___ Page text ___
On **Accept** (without applying): records the decision; the user will act on the finding manually. The SDK stamps `disposition = "accepted"` into the `.critique` file.
On **Reject**: records the decision and emits a per-kind fingerprint to `.aristo/sessions/rejections.log`. Future critique runs on the same focal annotation will route any equivalent finding (same category + similar rationale prefix) to a separate "auto-rejected" menu instead of the main flow — the user can still see them, but they don't clutter the open list.
On **Defer**: records the decision; the finding moves to the per-kind backlog (`.aristo/sessions/backlog/critique-review.toml`). Future sessions surface backlog items in the opening menu.
On **Apply rewrite**: read the current annotation text from the source file (via Edit tool), construct the diff, confirm via a second `AskUserQuestion` showing the proposed change, then apply. Then call `aristo session decide --item <ref> --bucket accepted --note "applied"`. Run `aristo stamp` AFTER closing the session — the text change flips status to Stale and the entry re-pends for fresh verify, but stamp is a mutation and the session guard blocks it.
### 5.3 Closing the session
When all findings are decided OR the user picks "Stop review (defer remaining)":
- **All decided** → `aristo session exit` (strict close; succeeds because every item has a bucket).
- **Stopped early** → `aristo session exit --defer-undecided` (open items move to backlog; never silently drops).
Print the closing summary line (the SDK emits one already) and stop. Subsequent steps (running `aristo stamp` for an applied rewrite, etc.) can happen now that the session is closed.
## What this skill does NOT do
- It does NOT write `.aristo/critiques/<id>.critique` files directly. The SDK is the sole writer via `aristo critique --submit-findings`.
- It does NOT modify `.aristo/index.toml`. (In v0, even `--apply-findings` doesn't modify the index. v1 will add caching fields.)
- It does NOT auto-apply suggested rewrites. Every source edit requires explicit user confirmation via a second `AskUserQuestion`.
- It does NOT have a default "all annotations" sweep. `aristo critique` requires `--filter` per `docs/decisions/critique-and-pipeline-architecture.md` §D6.
## Anti-patterns
- ❌ Granting `Read` or `Write` to a spawned worker. Critique workers are Bash-only; the task body is self-contained and exploration would just burn tokens.
- ❌ Spawning Opus workers. Use Sonnet — critique is shallow prose work, Opus is overkill.
- ❌ Verify-style one-shot workers for critique. Critique tasks are shallow; the per-spawn overhead exceeds the per-task work. Loop until drained.
- ❌ Using `category = "rephrasing"` without a `suggested_text`. The validator rejects this — use `clarity` or `info` if you can't propose specific replacement text.
- ❌ Returning more than 3-4 findings per annotation. If the annotation needs that much critique, it probably needs a rewrite or split, not a long list of nits.
___ Supplied information ___
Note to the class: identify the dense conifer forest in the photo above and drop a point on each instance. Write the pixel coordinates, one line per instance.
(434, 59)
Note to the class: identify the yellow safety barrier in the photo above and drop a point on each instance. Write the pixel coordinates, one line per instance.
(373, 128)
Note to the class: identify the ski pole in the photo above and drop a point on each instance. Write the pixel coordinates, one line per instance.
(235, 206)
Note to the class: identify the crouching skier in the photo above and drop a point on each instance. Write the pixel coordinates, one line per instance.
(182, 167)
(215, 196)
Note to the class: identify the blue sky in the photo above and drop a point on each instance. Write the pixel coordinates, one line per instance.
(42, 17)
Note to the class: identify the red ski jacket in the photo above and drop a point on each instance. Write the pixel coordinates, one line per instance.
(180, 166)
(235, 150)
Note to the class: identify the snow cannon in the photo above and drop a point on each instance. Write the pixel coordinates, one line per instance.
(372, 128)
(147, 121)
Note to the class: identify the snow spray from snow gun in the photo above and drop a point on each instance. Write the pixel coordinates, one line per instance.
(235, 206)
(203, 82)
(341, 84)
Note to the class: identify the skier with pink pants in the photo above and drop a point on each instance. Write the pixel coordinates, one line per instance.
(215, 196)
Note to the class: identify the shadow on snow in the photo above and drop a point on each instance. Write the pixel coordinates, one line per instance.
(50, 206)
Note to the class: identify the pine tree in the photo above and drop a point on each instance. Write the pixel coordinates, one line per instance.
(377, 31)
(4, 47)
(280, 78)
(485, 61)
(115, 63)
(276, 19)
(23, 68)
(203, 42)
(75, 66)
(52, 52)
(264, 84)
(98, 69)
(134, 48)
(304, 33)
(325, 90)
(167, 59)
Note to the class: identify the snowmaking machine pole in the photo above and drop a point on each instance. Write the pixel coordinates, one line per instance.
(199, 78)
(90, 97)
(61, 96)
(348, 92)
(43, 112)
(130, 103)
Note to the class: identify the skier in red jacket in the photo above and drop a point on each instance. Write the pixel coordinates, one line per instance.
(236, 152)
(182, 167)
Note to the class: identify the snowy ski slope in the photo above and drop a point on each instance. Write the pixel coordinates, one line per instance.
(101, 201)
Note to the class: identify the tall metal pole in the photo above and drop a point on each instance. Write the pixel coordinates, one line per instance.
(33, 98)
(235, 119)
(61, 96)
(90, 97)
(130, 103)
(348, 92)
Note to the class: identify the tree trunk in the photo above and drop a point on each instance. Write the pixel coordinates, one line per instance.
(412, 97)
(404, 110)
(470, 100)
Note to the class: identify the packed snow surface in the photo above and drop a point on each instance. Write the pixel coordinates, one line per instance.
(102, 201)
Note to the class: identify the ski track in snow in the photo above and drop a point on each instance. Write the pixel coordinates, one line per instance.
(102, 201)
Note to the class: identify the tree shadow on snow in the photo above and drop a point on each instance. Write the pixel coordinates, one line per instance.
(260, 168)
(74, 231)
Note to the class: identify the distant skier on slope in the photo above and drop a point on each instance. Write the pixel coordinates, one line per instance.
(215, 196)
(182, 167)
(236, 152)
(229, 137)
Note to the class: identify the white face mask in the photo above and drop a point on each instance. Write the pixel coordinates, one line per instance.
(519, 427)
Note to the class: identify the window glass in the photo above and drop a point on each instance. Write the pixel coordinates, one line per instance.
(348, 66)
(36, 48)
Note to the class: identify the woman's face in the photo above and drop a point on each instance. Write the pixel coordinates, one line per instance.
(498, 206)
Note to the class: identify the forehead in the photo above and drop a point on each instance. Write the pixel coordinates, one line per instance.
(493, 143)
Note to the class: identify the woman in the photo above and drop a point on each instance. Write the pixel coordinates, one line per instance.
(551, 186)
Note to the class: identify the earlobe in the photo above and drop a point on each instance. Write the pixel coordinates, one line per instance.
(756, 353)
___
Set task 1: Reproduce the critique workflow text from "## Anti-patterns" to "Opus is overkill.".
Set task 2: List every decision option whose handling the critique workflow text describes in a paragraph beginning with "On".
The entries are irrelevant to what is asked here.

Right answer 1:
## Anti-patterns
- ❌ Granting `Read` or `Write` to a spawned worker. Critique workers are Bash-only; the task body is self-contained and exploration would just burn tokens.
- ❌ Spawning Opus workers. Use Sonnet — critique is shallow prose work, Opus is overkill.

Right answer 2:
Accept
Reject
Defer
Apply rewrite